=== Exercise data ===

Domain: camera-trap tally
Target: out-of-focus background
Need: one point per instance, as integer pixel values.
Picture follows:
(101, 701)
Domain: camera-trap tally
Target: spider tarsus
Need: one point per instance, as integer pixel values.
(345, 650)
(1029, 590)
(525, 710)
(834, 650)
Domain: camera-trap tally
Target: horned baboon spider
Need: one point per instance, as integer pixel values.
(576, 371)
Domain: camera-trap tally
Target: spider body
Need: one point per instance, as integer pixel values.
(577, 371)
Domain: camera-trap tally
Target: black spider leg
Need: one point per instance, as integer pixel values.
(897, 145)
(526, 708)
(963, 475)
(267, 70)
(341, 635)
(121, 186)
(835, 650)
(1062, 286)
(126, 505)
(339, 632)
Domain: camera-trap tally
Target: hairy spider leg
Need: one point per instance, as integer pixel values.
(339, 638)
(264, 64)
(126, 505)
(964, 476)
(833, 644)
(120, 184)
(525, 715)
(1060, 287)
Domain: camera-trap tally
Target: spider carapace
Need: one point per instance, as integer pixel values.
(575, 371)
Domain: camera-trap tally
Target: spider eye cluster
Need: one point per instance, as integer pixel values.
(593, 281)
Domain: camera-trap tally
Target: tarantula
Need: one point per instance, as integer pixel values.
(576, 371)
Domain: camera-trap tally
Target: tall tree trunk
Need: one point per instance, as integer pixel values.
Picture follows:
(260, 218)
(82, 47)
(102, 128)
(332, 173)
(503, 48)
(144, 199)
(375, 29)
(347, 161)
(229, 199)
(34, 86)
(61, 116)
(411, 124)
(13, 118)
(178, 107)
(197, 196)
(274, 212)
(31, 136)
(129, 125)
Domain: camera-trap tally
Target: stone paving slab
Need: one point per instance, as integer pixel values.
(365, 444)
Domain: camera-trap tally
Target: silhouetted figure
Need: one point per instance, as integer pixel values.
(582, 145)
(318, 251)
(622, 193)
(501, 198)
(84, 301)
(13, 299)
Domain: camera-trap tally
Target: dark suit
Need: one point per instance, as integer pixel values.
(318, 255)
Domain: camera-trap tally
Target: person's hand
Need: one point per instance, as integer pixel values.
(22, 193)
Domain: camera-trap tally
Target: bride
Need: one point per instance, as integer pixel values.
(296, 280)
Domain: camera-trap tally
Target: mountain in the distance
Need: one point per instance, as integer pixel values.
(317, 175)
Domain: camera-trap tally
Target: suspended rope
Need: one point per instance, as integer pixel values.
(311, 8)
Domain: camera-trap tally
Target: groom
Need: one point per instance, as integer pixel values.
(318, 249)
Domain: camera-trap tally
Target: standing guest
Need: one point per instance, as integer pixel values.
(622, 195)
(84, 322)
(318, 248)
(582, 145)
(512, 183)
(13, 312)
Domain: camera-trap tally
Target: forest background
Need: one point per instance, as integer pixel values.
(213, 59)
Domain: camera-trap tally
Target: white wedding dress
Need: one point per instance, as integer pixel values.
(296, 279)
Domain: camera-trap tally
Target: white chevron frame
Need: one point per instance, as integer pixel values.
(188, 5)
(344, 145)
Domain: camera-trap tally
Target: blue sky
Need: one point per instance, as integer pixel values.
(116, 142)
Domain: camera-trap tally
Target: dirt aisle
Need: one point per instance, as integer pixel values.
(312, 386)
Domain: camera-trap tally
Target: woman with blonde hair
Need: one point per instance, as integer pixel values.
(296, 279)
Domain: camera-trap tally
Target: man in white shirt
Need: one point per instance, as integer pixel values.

===

In your reply, restate every entry exactly.

Domain: camera-trap tally
Target: out-of-focus background
Need: one point per instance, as integer pixel values.
Picture follows:
(101, 701)
Domain: camera-trap tally
Target: spider tarsus
Need: one point per instance, as integer pixel values.
(345, 650)
(1029, 590)
(525, 710)
(834, 650)
Domain: camera-trap tally
Target: horned baboon spider
Need: one point per instance, as integer pixel values.
(576, 371)
Domain: camera-trap tally
Target: spider body
Need: one point per instance, as integer pixel values.
(577, 371)
Domain: camera-trap tally
Target: black spider leg
Need: one point per instance, as integer pixel values.
(897, 145)
(526, 708)
(963, 475)
(267, 70)
(341, 635)
(121, 186)
(835, 650)
(1062, 286)
(126, 505)
(339, 632)
Domain: camera-trap tally
Target: hairy spider leg
Need: one point per instance, as integer pixel values.
(339, 638)
(264, 64)
(126, 505)
(964, 476)
(833, 644)
(120, 184)
(525, 715)
(1060, 287)
Domain: camera-trap tally
Target: spider carapace
Need: one point per instance, as integer pixel values.
(575, 371)
Domain: camera-trap tally
Target: spider eye cluster
Need: one point per instance, as integer pixel values.
(593, 281)
Domain: camera-trap tally
Target: tarantula
Need: one point per instance, as integer pixel values.
(576, 371)
Domain: camera-trap tally
Target: tall tree trunk
Need: one point per instance, as integer pixel values.
Picture follows:
(260, 218)
(82, 47)
(102, 128)
(332, 173)
(503, 48)
(144, 199)
(375, 29)
(347, 161)
(229, 199)
(34, 86)
(61, 116)
(411, 124)
(13, 118)
(178, 107)
(197, 196)
(274, 212)
(31, 136)
(129, 125)
Domain: camera-trap tally
Target: stone paving slab
Need: one point per instance, as integer pixel values.
(365, 444)
Domain: camera-trap tally
Target: silhouetted figure
Need: one point per instance, as integer pixel values.
(582, 145)
(318, 251)
(622, 193)
(501, 198)
(84, 301)
(13, 299)
Domain: camera-trap tally
Target: dark suit
Need: one point per instance, as integer pixel values.
(318, 255)
Domain: camera-trap tally
Target: person's hand
Need: one point per instance, as integer pixel values.
(22, 193)
Domain: camera-trap tally
Target: bride
Need: one point per instance, as integer pixel values.
(296, 280)
Domain: camera-trap tally
Target: mountain in the distance
Need: one point per instance, as integer pixel values.
(317, 175)
Domain: camera-trap tally
Target: suspended rope
Need: one point per instance, as integer pixel values.
(311, 8)
Domain: camera-trap tally
Target: groom
Need: one point per instance, as integer pixel values.
(318, 249)
Domain: camera-trap tally
Target: standing guest
Need: one point per instance, as integer pixel values.
(622, 195)
(84, 322)
(318, 248)
(582, 145)
(512, 183)
(13, 312)
Domain: camera-trap tally
Target: forest background
Need: one point per instance, as integer pixel values.
(213, 59)
Domain: camera-trap tally
Target: white wedding dress
Need: one point per instance, as integer pixel values.
(296, 279)
Domain: camera-trap tally
Target: white chevron frame
Need: one point per instance, as integer pixel values.
(188, 5)
(344, 145)
Domain: camera-trap tally
Target: blue sky
Need: one point per instance, as integer pixel values.
(116, 142)
Domain: camera-trap tally
Target: dirt aisle
Need: one point per instance, as integer pixel values.
(312, 386)
Domain: camera-trap tally
Target: woman with blonde hair
Need: one point per instance, as integer pixel values.
(296, 279)
Domain: camera-trap tally
Target: man in white shirt
Need: one point per instance, as integer pixel values.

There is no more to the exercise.